▶ [What you need to do]: Each record is to be printed again precisely as it reads.

─── Given entries

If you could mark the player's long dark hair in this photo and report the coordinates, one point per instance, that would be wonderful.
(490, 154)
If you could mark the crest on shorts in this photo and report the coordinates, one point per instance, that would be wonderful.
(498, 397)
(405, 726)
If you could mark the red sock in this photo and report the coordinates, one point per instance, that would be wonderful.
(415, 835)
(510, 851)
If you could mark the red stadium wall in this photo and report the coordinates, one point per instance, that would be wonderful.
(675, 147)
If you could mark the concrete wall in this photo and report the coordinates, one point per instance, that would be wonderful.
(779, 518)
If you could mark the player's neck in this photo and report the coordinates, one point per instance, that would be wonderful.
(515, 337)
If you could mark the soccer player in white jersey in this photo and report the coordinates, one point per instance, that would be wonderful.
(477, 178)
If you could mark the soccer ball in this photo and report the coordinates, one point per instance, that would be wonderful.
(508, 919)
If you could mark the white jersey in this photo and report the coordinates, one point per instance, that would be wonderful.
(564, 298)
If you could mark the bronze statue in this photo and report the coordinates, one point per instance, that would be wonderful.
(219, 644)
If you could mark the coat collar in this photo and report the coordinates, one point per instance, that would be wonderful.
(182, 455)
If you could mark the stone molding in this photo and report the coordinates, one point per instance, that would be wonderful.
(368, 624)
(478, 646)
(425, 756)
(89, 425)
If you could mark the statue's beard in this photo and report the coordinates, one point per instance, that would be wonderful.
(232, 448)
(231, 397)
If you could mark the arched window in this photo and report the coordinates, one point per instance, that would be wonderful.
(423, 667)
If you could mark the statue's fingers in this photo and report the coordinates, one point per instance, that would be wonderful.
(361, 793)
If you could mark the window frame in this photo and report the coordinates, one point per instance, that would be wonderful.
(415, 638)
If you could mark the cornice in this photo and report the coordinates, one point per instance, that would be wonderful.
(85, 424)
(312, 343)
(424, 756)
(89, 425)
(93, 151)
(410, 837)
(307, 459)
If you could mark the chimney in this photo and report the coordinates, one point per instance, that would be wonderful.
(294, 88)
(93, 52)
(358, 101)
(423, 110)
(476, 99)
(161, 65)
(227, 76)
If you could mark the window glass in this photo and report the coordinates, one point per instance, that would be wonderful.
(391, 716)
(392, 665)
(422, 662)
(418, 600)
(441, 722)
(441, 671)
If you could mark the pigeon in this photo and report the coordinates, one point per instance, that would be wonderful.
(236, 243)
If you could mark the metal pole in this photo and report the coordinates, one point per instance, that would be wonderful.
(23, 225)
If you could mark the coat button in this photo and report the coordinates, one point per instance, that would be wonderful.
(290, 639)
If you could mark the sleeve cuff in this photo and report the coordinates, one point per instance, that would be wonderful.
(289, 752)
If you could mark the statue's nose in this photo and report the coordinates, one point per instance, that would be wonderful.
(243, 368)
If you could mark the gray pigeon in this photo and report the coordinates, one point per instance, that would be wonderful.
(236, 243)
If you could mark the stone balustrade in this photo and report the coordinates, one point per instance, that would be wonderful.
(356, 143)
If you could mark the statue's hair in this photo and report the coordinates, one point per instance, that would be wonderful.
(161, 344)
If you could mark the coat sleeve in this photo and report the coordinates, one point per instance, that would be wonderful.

──────

▶ [Answer below]:
If you could mark the player's long dark hair in this photo and report the coordinates, one point per instance, that would be wonderful.
(490, 154)
If you could mark the crest on shorts in this photo and report the coordinates, one point per instance, that would be wonderful.
(498, 397)
(405, 726)
If you could mark the red sock in this photo and report the coordinates, one point per instance, that would be wonderful.
(415, 835)
(510, 851)
If you could mark the red stadium wall in this photo and report the coordinates, one point per instance, that would be wonderful.
(675, 147)
If you could mark the concrete wall in this photo and report the coordinates, one point per instance, that would be wonderful.
(779, 518)
If you could mark the player's neck in this photo and report the coordinates, one point per instance, that would be wonderful.
(515, 337)
If you could mark the soccer player in white jersey in this photo and report the coordinates, one point per instance, that would be wonderful.
(477, 178)
If you could mark the soccer ball in this photo and report the coordinates, one point per instance, that would be wonderful.
(508, 919)
If you could mark the white jersey in this photo and report the coordinates, one point per instance, that would be wonderful.
(564, 298)
If you could mark the bronze statue in this photo and report the coordinates, one point per instance, that would be wonderful.
(219, 644)
If you could mark the coat collar in this photo and report the coordinates, one point per instance, that would be wonderful.
(182, 455)
If you could mark the stone molding in this photo and report the coordinates, one point per instance, that would be wonderful.
(368, 624)
(478, 646)
(425, 756)
(89, 425)
If you could mark the statue's beard in this photo and report the coordinates, one point per instance, that would be wonderful.
(232, 448)
(231, 397)
If you could mark the arched window in this photo and report the coordinates, one point per instance, that would be wonderful.
(423, 667)
If you could mark the statue's fingers in this photo and report the coordinates, one point per instance, that would be wonderful.
(361, 793)
If you could mark the window frame in this photo and report the coordinates, one point per instance, that would be wonderful.
(415, 638)
If you could mark the cornice in this photo and report the coordinates, one point per instance, that would be wonderful.
(85, 424)
(312, 343)
(424, 756)
(89, 425)
(93, 151)
(410, 837)
(307, 459)
If you could mark the chimney in this photo and report the coordinates, one point per instance, that would be wonderful.
(294, 88)
(93, 52)
(358, 101)
(423, 110)
(476, 99)
(161, 65)
(227, 76)
If you could mark the window glass in this photo and report the coordinates, one point per instance, that would be wonderful.
(391, 716)
(392, 665)
(422, 662)
(418, 600)
(441, 722)
(441, 671)
If you could mark the pigeon in this photo and report the coordinates, one point per instance, that would be wonderful.
(236, 243)
If you could mark the metal pole in this photo and report the coordinates, one point per instance, that would be wonderful.
(23, 225)
If you could mark the coat button in this photo and report the coordinates, one point per instance, that would be wonderful.
(290, 639)
If you could mark the sleeve cuff in this photo and report the coordinates, one point per instance, that would be wonderful.
(289, 752)
If you could mark the statue's nose in this photo and report the coordinates, one point per instance, that would be wonderful.
(243, 368)
If you could mark the gray pigeon in this photo and report the coordinates, one point per instance, that would be wonderful.
(236, 243)
If you could mark the stone balustrade in this photo and report the coordinates, one point per instance, that would be wonderful.
(356, 143)
If you could mark the statue's hair in this photo and report the coordinates, one point per instance, that would be wonderful.
(161, 344)
If you could mark the coat sleeve in this photo and report the coordinates, one point per instance, that would be wonderful.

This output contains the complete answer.